▶ [RECORDS TO USE]:
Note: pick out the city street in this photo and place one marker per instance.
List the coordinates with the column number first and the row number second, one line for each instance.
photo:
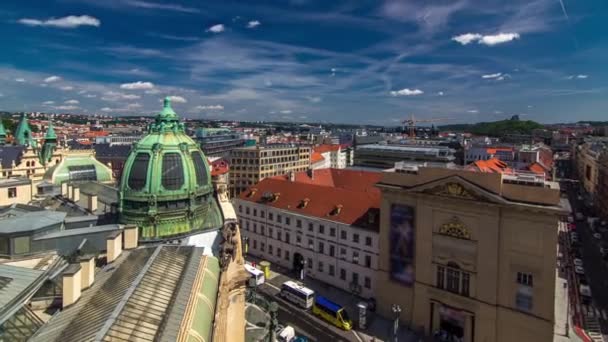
column 596, row 270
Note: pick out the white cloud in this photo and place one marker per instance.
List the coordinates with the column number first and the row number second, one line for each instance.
column 253, row 24
column 137, row 85
column 498, row 38
column 216, row 28
column 52, row 79
column 467, row 38
column 210, row 107
column 66, row 107
column 496, row 75
column 407, row 92
column 117, row 96
column 489, row 40
column 71, row 21
column 313, row 99
column 177, row 99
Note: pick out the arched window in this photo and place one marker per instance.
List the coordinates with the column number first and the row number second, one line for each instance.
column 199, row 168
column 138, row 175
column 173, row 171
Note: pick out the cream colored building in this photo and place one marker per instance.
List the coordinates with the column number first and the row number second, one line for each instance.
column 470, row 253
column 15, row 190
column 249, row 165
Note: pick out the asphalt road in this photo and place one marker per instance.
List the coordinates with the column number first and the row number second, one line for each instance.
column 596, row 269
column 303, row 321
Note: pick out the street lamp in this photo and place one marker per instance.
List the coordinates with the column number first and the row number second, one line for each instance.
column 396, row 312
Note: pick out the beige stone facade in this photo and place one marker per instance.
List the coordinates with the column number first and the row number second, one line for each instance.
column 470, row 253
column 249, row 165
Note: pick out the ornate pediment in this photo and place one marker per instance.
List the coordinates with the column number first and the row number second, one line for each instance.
column 453, row 189
column 456, row 229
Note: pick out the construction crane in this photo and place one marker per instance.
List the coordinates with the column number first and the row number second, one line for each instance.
column 412, row 121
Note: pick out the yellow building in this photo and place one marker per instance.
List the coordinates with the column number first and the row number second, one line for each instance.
column 469, row 253
column 15, row 190
column 249, row 165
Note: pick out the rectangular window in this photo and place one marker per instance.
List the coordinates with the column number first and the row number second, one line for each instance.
column 525, row 279
column 441, row 277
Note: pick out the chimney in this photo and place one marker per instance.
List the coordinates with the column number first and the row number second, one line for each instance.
column 92, row 203
column 71, row 285
column 87, row 269
column 130, row 236
column 113, row 246
column 76, row 194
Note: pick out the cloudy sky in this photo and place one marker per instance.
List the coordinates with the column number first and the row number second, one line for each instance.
column 354, row 61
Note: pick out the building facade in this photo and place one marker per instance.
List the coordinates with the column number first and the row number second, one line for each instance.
column 472, row 254
column 324, row 226
column 249, row 165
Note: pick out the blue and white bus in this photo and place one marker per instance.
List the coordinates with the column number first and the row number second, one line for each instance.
column 297, row 294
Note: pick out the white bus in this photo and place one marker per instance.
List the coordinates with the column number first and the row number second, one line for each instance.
column 256, row 274
column 297, row 294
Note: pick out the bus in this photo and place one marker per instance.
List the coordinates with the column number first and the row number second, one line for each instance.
column 297, row 294
column 332, row 312
column 256, row 274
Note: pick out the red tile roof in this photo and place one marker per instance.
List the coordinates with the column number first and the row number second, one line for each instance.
column 493, row 165
column 350, row 197
column 316, row 157
column 338, row 178
column 327, row 148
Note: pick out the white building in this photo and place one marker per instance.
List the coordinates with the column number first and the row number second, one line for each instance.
column 324, row 221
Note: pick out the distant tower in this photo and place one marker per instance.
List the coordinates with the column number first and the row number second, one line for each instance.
column 50, row 143
column 23, row 133
column 2, row 133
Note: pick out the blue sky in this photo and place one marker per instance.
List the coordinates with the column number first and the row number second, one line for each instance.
column 369, row 62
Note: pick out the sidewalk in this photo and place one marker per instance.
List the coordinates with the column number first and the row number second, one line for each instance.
column 378, row 328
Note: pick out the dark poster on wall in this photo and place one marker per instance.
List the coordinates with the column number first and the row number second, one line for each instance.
column 402, row 244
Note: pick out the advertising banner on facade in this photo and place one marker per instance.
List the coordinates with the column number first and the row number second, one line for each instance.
column 402, row 244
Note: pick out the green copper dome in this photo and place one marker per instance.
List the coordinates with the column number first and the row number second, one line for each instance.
column 166, row 187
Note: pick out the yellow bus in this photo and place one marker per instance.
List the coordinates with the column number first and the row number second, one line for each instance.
column 332, row 312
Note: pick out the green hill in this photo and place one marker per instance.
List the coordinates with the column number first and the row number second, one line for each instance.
column 495, row 128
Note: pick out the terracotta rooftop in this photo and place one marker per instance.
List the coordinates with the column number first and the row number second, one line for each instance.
column 316, row 157
column 327, row 148
column 493, row 165
column 349, row 197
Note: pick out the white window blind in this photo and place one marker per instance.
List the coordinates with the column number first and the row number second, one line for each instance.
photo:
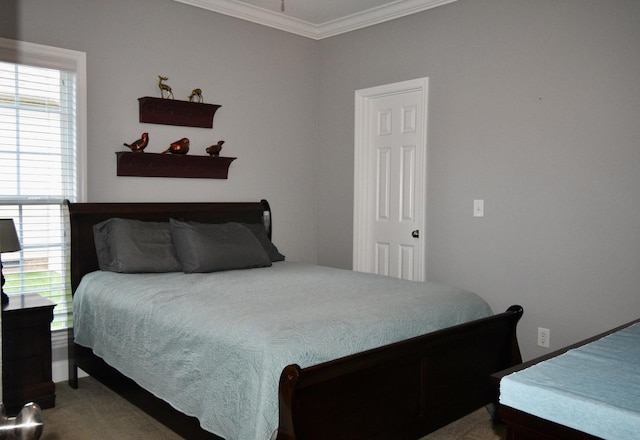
column 41, row 164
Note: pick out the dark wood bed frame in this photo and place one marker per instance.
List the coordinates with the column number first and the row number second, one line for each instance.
column 525, row 426
column 400, row 391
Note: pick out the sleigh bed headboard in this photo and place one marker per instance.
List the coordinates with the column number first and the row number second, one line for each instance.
column 83, row 216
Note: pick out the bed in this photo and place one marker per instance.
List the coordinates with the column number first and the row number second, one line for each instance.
column 402, row 389
column 589, row 390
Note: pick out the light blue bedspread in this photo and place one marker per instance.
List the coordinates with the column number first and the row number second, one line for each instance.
column 594, row 388
column 214, row 345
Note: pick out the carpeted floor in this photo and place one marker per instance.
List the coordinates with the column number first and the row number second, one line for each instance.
column 93, row 412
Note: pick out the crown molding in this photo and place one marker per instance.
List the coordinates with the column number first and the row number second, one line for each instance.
column 265, row 17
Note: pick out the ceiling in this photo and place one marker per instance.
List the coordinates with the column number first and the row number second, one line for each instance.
column 317, row 19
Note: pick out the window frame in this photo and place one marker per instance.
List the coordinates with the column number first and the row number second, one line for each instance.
column 38, row 55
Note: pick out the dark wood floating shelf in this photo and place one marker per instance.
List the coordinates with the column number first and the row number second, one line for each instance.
column 173, row 112
column 172, row 165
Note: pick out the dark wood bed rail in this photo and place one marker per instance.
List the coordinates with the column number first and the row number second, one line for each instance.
column 402, row 391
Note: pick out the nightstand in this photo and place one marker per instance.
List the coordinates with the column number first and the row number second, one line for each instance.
column 26, row 352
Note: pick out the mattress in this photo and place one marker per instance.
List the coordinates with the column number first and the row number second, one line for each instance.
column 214, row 345
column 594, row 388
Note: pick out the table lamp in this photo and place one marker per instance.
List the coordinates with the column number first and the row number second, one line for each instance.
column 8, row 243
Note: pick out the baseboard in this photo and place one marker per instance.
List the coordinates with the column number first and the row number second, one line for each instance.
column 59, row 357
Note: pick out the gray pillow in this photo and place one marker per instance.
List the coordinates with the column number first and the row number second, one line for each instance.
column 204, row 247
column 261, row 234
column 134, row 246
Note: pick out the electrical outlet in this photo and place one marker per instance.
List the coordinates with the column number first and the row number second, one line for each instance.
column 478, row 208
column 543, row 337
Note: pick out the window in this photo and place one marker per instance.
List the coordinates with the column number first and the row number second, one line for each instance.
column 42, row 163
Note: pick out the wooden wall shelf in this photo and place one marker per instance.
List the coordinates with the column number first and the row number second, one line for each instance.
column 172, row 165
column 173, row 112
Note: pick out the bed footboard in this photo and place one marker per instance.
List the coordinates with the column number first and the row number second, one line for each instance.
column 403, row 391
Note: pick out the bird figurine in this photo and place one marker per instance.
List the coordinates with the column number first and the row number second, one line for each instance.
column 178, row 147
column 140, row 144
column 214, row 150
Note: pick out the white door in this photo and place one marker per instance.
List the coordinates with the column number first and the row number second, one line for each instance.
column 390, row 180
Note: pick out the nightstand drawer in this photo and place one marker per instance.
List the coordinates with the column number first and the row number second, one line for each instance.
column 26, row 352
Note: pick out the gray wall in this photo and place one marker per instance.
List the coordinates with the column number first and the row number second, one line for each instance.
column 265, row 80
column 534, row 107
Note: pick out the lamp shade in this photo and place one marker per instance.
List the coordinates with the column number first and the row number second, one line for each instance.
column 8, row 237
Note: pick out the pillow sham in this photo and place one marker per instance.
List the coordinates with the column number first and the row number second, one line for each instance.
column 261, row 234
column 204, row 247
column 135, row 246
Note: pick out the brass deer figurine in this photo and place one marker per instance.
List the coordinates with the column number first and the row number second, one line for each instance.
column 164, row 87
column 197, row 94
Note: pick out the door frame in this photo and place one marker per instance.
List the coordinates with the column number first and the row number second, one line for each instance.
column 362, row 199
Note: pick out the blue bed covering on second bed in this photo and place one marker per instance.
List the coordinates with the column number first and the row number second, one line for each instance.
column 214, row 345
column 594, row 388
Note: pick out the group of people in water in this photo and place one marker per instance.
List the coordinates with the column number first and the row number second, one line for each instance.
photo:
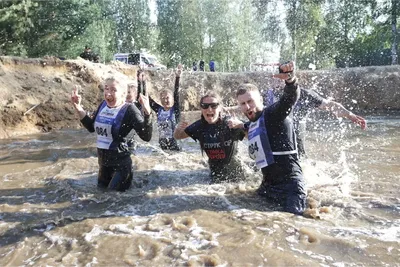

▶ [EXERCISE]: Please copy the lines in the records above between the one holding "Note: pick out the green copper" and the one holding "Note: pick out the yellow bus", inclusive, exactly and with no other line.

▶ [EXPECTED ANSWER]:
Note: pick out the green copper dome in this photo and place one marker per instance.
List the coordinates with the column number first and the row number second, one line for each instance.
column 166, row 187
Note: pick out the yellow bus in this photo and place one marker per instance.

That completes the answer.